Everyone's favorite Italian rumor monger, Gianluca Di Marzio, reports that Roma have agreed to personal terms with Manchester City forward Edin Dzeko. This report has since been picked up by and/or corroborated by Football Italia via Sky Sport Italia because that's just how these things work.
Sounds okay, though, right?
Not so fast, if Di Marzio is correct, Roma has just slid a five year deal across the table to Mr. Dzeko, one that would pay him €4.5m per season, only one million off his current clip. So I guess Miralem Pjanic was right when he claimed that Dzeko would run to Roma and that wages wouldn't be a problem. At those figures, Dzeko would be Roma's second highest paid player, trailing only De Rossi.
That's not the part of this deal that should worry you, however; you have to pay Premiership players a certain amount in order for them to leave the British Isles, but sweet baby Jesus, why on earth would Walter Sabatini offer a 29-year-old player a five year deal?

[SUPPLIED RECORDS]:
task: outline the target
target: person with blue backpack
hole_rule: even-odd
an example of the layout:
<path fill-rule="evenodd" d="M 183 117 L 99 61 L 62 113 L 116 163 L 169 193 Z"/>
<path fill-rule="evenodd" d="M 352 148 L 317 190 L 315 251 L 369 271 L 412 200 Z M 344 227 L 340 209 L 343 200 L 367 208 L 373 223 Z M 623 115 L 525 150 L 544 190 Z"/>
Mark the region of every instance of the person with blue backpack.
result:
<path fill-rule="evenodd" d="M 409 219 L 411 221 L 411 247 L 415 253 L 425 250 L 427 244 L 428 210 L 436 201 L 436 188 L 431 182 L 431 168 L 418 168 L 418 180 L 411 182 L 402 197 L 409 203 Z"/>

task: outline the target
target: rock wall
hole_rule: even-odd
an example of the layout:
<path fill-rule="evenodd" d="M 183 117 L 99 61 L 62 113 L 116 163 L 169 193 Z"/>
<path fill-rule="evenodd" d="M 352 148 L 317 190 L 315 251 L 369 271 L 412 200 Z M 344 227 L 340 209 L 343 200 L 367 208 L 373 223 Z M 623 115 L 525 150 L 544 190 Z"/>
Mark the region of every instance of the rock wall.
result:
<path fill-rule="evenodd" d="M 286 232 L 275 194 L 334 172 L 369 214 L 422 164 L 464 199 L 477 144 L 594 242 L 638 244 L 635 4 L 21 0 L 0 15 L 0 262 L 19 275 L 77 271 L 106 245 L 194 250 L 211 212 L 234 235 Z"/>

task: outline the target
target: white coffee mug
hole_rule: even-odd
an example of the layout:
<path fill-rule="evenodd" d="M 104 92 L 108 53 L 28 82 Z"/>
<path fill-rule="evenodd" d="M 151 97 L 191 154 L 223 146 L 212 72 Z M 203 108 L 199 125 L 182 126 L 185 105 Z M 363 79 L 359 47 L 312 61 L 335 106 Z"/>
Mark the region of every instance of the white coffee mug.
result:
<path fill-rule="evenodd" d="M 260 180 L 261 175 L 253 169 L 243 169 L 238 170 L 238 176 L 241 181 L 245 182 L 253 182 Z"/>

[PROBLEMS TO SOLVE]:
1: Echo back all three outline entries line by line, with nothing altered.
2: Proceed with the piece on Roma's contract offer to Edin Dzeko, picking up after its final sentence.

[OUTPUTS]:
1:
task: outline the target
target: person with blue backpack
hole_rule: even-odd
an example of the layout:
<path fill-rule="evenodd" d="M 183 117 L 99 61 L 62 113 L 116 163 L 169 193 Z"/>
<path fill-rule="evenodd" d="M 352 148 L 317 190 L 315 251 L 369 271 L 412 200 Z M 344 227 L 340 209 L 343 200 L 367 208 L 373 223 Z M 623 115 L 525 150 L 544 190 Z"/>
Mark the region of every instance of the person with blue backpack.
result:
<path fill-rule="evenodd" d="M 409 219 L 411 221 L 411 247 L 415 253 L 425 250 L 427 244 L 428 210 L 436 201 L 436 188 L 431 182 L 431 168 L 418 168 L 418 180 L 411 182 L 402 197 L 409 203 Z"/>

task: outline the target
target: rock wall
hole_rule: even-odd
an example of the layout:
<path fill-rule="evenodd" d="M 183 117 L 99 61 L 62 113 L 116 163 L 169 193 Z"/>
<path fill-rule="evenodd" d="M 352 148 L 317 190 L 315 251 L 369 271 L 412 200 Z M 344 227 L 340 209 L 343 200 L 367 208 L 373 223 Z M 623 115 L 525 150 L 544 190 Z"/>
Mark the region of every instance of the rock wall.
result:
<path fill-rule="evenodd" d="M 286 232 L 275 194 L 334 172 L 369 214 L 422 164 L 464 199 L 477 144 L 594 242 L 638 244 L 635 4 L 21 0 L 0 15 L 0 262 L 19 275 L 77 271 L 106 245 L 194 250 L 211 212 L 234 235 Z"/>

task: outline the target
target: white coffee mug
hole_rule: even-odd
an example of the layout:
<path fill-rule="evenodd" d="M 104 92 L 108 53 L 28 82 Z"/>
<path fill-rule="evenodd" d="M 151 97 L 191 154 L 223 146 L 212 72 Z M 203 108 L 199 125 L 182 126 L 185 105 Z M 363 79 L 359 47 L 312 61 L 335 106 Z"/>
Mark the region of every instance of the white coffee mug.
result:
<path fill-rule="evenodd" d="M 260 180 L 261 175 L 253 169 L 243 169 L 238 170 L 238 176 L 241 181 L 245 182 L 253 182 Z"/>

2:
Dzeko could help Roma, no doubt, but this is the classic "paying for past production" type of deal. Even if Dzeko can knock home two dozen goals over the first two years of the deal, the remaining three would likely be an albatross hanging around the clubs neck; there's simply no way Roma would get proper value out of Dzeko on a five year deal, one that could potentially cost the club close to €40m between transfer fees and wages. I'll grant you that target men can remain effective into their 30s, but Dzeko hasn't shown anywhere near the consistency, or production for that matter, as someone like Luca Toni or latter day Ruud Van Nistelrooy (my favorite Non-Totti player ever, fyi)
While I'm sure clubs agreeing to personal terms with transfer targets prior to reaching the same accord with their current club isn't that strange, we still have no clue how much City hopes to extract from his sale; €20m is probably the baseline, and we haven't even mentioned the vomit inducing notion that Roma would sacrifice Adem Ljajic as part of the deal.
There are benefits to bringing in Dzeko, of course, he would certainly provide a gigantic and skilled target capable of latching onto all of Roma's wayward crosses, but we'll save the pro-Dzeko stance until the PDF comes out.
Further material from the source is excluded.